++++ Exercise text

A:  The procedure that Dr. Rankin recommended was a—a six-level laminectomy.  … The procedure we’re talking about is going down the first, stripping all of the muscles away from the spine, because now this is just the bone.  … [T]hese muscles all have to be cut.  … [T]here are multiple layers but they all come together on the spine, and the incision is made right down the center of the spine.  But these muscles all have to be reflected or moved out of the way.  … You have to strip the muscle from here all the way down to the facet and it doesn’t look like very far, and in a 200-pound lady, that’s a long ways away.    Helen Cook had six levels ….

  .…

Q:  Now what would be the minimum time of a relatively quick spinal surgeon to prepare her, to open this patient down to the surgical site to get ready to do that site?

A:  To adequately excise subperiosteousterly, to take away from the blood supply, and bring all the blood supply under control and get retractors in so that you can do this operation, I think somebody who was very fast would take approximately maybe 45 minutes to an hour.

Q:  And what did Dr. Rankin say yesterday in his testimony while you were here is how long it took him?

A:  And I believe he said 12 minutes.

   .…

Q:  Now, how long would it take a quick surgeon to do one laminectomy in a careful manner?

A:  In a—in a patient that has a lot of stenosis at one level, I would say it would take 45 minutes to an hour.

Q:  For one laminectomy?

  .…

A:  One level.

++++++++
++++ Input data

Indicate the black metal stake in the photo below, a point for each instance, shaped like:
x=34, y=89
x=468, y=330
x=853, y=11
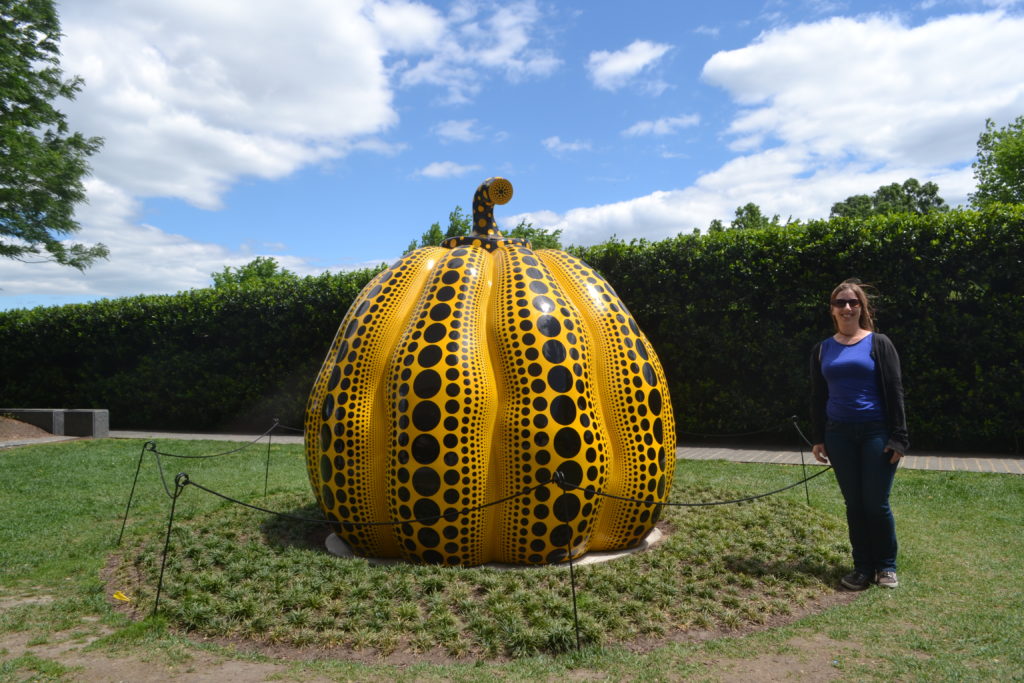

++++++++

Aim of the exercise =>
Answer these questions from the testimony excerpt:
(a) How many levels did the laminectomy recommended by Dr. Rankin involve?
(b) How long does the witness estimate a very fast surgeon would need to open the patient down to the surgical site?
(c) What time does the witness believe Dr. Rankin gave in his testimony for that step?

Expected answer =>
(a) Six levels.
(b) Approximately 45 minutes to an hour.
(c) 12 minutes.